What the task requires: Transcribe the records exactly from the line with "of the carved" to the end, both included.

Task material:
::::

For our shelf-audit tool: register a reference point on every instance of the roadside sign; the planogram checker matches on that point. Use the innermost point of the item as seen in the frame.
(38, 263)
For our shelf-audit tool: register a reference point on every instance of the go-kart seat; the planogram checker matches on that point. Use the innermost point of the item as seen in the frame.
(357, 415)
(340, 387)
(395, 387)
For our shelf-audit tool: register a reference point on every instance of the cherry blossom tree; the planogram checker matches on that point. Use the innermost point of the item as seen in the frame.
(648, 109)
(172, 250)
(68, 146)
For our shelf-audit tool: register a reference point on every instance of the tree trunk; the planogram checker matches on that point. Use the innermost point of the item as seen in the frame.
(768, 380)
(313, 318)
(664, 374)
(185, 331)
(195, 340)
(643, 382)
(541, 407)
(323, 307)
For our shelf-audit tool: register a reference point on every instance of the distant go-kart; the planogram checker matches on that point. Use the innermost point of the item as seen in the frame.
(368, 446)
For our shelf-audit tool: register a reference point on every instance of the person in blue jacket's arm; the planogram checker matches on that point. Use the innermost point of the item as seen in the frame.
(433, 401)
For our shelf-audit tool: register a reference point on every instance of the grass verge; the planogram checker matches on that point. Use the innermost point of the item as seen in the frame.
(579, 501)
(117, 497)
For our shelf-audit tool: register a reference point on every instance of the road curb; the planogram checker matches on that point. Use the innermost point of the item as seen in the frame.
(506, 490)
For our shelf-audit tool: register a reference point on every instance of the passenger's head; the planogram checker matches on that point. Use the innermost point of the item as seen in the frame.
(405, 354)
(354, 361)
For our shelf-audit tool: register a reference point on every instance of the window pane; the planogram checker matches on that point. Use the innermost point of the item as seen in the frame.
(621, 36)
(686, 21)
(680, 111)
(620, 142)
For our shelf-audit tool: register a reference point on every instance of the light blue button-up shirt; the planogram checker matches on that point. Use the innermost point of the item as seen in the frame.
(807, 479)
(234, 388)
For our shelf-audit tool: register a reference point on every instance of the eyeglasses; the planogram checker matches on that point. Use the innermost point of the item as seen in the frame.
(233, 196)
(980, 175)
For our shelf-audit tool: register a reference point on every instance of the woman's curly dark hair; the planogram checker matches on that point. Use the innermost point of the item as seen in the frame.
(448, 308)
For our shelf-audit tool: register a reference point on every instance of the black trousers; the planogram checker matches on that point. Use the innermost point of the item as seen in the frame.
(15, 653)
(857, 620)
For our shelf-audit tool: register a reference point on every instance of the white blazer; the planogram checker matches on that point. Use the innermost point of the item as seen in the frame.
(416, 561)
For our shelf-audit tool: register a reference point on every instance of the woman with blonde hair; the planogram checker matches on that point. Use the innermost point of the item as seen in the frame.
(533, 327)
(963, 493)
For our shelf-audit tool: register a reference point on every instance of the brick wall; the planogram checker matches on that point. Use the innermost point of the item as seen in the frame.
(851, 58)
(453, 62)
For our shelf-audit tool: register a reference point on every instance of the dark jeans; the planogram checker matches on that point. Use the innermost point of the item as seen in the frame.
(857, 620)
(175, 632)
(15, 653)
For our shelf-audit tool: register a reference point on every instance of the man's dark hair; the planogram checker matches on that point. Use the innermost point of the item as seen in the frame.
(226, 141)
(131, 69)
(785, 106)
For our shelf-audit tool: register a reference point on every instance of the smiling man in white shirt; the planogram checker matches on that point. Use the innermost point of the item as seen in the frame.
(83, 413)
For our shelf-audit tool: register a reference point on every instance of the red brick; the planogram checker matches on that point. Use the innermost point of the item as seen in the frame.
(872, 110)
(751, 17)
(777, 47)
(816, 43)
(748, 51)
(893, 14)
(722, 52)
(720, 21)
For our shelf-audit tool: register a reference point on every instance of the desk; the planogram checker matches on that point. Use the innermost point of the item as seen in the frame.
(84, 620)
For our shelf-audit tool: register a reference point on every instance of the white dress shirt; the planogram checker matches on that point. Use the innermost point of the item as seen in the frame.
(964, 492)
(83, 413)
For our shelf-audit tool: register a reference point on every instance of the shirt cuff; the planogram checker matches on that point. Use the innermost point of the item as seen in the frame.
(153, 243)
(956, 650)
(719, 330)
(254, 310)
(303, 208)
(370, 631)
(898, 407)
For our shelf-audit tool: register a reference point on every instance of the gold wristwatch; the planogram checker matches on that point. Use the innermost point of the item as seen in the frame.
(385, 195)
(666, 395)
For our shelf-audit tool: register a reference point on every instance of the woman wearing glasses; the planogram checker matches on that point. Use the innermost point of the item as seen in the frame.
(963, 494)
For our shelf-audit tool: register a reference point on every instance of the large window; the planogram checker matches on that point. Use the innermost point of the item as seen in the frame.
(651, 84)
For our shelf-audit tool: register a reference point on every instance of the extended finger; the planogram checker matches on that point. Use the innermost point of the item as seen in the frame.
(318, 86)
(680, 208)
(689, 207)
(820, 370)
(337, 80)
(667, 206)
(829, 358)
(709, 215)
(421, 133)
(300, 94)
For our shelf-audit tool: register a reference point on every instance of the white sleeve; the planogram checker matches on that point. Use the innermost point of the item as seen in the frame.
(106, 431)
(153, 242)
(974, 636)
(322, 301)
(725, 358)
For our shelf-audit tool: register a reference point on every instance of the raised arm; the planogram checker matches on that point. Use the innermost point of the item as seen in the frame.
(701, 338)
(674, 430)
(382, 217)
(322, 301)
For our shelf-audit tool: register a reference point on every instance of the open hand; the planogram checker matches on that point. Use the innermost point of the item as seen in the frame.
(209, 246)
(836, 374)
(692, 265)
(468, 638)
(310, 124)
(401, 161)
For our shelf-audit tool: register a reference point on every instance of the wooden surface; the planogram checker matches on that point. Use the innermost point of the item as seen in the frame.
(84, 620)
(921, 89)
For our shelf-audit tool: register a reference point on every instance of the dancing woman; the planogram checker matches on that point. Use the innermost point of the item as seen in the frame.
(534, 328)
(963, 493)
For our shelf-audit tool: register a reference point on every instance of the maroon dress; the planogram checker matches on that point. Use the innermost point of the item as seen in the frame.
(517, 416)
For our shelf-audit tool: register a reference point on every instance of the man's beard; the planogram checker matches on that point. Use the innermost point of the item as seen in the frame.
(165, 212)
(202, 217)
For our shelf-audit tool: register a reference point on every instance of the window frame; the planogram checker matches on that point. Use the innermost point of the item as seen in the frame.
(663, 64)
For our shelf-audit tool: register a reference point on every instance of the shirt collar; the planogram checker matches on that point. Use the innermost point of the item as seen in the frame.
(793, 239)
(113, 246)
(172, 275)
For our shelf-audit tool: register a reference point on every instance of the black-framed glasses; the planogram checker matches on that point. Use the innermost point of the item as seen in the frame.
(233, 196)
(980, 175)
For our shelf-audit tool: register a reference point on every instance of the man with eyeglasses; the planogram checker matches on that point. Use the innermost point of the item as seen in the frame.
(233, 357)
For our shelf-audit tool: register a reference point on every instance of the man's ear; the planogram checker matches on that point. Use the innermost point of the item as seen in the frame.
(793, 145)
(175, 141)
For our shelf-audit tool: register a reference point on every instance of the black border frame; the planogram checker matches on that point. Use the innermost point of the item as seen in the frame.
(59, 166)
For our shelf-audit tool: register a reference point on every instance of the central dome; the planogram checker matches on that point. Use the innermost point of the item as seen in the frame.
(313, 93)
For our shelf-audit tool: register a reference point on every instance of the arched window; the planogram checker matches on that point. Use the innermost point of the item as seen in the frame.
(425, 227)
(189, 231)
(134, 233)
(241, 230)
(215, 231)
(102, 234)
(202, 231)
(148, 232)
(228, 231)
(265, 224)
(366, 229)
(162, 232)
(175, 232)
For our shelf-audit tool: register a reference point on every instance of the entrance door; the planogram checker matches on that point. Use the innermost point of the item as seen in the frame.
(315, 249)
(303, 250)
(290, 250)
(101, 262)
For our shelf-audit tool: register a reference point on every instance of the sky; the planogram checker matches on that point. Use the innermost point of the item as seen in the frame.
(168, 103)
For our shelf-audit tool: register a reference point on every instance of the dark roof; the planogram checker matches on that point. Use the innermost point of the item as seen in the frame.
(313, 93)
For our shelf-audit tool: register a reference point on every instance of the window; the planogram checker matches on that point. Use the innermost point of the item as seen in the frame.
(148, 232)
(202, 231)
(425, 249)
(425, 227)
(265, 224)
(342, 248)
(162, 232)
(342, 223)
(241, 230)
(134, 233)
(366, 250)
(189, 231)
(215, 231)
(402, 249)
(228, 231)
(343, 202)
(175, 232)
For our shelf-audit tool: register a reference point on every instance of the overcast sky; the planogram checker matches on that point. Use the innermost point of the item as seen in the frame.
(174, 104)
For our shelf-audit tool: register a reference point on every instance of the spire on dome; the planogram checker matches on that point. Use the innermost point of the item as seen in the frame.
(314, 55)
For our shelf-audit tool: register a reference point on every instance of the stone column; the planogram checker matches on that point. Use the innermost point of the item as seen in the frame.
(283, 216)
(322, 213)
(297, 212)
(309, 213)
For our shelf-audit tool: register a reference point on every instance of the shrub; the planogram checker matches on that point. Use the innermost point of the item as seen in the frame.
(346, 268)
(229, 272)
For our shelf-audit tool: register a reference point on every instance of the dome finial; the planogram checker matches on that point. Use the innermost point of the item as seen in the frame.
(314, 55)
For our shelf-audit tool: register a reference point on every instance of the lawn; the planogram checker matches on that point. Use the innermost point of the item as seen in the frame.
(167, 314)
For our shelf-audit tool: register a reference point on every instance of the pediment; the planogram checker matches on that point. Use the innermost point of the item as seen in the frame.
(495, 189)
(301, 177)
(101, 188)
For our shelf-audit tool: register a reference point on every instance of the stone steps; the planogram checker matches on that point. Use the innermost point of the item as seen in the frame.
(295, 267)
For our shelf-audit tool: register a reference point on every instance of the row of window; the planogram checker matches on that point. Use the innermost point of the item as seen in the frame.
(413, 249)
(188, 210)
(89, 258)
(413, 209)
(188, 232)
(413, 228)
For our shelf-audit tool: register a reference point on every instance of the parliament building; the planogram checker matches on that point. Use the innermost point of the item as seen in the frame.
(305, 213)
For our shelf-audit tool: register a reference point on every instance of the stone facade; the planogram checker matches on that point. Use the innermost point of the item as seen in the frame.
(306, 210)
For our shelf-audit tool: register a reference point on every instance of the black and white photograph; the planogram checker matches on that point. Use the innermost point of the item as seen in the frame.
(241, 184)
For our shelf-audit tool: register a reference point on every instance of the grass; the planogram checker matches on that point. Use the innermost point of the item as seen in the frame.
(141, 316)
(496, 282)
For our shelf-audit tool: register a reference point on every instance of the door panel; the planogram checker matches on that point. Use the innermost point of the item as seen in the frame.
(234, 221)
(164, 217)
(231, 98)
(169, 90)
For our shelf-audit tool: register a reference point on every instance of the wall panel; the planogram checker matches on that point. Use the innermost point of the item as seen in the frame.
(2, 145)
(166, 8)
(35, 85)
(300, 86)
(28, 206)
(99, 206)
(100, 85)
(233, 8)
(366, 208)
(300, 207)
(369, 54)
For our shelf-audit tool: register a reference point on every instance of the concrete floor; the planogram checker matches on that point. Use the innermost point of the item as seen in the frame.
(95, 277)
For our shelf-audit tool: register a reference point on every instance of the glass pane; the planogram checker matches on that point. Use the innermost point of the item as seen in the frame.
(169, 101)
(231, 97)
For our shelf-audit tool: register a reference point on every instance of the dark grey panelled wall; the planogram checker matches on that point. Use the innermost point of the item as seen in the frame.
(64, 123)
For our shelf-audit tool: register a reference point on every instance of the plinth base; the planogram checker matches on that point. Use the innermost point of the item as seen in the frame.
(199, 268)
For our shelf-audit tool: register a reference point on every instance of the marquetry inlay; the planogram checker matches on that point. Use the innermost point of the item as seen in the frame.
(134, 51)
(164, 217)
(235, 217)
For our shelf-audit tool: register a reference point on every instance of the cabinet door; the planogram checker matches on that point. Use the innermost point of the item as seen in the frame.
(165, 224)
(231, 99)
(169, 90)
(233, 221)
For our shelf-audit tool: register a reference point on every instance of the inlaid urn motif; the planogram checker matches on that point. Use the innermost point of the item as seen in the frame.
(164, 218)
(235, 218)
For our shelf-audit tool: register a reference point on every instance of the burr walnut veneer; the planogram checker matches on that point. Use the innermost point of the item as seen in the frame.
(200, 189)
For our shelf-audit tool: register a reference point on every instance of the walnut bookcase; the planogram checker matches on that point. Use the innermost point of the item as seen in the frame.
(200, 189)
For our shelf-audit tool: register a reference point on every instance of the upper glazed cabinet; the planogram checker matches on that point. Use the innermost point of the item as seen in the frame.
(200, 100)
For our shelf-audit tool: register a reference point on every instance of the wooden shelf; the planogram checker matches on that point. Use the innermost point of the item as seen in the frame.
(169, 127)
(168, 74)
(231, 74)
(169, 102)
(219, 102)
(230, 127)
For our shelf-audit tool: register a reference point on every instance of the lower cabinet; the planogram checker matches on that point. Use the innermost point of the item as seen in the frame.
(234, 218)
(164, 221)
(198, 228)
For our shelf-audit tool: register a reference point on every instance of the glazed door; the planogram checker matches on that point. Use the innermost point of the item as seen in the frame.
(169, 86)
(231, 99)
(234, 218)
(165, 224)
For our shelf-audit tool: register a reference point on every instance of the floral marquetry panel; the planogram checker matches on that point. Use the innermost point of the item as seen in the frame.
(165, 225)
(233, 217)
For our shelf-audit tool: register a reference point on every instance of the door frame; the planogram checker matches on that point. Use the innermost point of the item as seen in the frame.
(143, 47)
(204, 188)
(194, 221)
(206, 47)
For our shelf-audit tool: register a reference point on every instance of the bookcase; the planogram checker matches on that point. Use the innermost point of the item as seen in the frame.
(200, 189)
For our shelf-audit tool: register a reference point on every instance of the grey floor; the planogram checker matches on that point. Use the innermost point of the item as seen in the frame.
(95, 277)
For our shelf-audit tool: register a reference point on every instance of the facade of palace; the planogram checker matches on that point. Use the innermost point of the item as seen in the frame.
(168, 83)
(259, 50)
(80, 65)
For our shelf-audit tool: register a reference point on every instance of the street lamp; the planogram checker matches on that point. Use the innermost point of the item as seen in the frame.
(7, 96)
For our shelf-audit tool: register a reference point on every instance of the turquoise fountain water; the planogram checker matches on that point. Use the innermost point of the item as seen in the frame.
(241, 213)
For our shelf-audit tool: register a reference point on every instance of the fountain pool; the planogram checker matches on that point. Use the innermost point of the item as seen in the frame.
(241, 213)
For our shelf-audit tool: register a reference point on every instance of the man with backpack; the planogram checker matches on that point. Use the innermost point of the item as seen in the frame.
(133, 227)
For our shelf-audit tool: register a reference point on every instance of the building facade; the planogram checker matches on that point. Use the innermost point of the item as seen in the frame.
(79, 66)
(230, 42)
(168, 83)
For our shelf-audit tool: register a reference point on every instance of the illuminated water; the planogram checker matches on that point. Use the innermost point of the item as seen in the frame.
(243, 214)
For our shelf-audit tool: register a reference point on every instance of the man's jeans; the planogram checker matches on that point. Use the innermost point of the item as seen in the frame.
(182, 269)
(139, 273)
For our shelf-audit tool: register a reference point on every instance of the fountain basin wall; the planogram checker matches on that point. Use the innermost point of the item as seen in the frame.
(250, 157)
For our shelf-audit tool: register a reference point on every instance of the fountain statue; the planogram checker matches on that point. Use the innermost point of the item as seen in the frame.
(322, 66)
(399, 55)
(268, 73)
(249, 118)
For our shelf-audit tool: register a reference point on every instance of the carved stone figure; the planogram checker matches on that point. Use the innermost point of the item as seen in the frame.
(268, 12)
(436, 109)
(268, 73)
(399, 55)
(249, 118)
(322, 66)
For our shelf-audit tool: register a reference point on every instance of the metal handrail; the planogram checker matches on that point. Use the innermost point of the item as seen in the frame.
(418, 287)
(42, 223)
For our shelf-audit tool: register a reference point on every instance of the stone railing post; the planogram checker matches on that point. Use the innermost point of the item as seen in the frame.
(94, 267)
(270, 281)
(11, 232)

::::

Complete response:
For our shelf-audit tool: register a reference point on every instance of the carved stone figure; the planogram checker matches on that point. Use the innermost point of the item as seen in the frame.
(268, 12)
(436, 109)
(268, 73)
(399, 55)
(249, 118)
(322, 66)
For our shelf-audit tool: register a reference point on every instance of the metal handrail; the planogram checker matches on that point. Use the innermost point of the item as seen in the frame.
(418, 287)
(42, 223)
For our shelf-audit tool: register a reference point on every instance of the stone railing post; the planogram checker matches on that point. Use the innermost point of the item as seen in the frame.
(94, 267)
(270, 281)
(11, 232)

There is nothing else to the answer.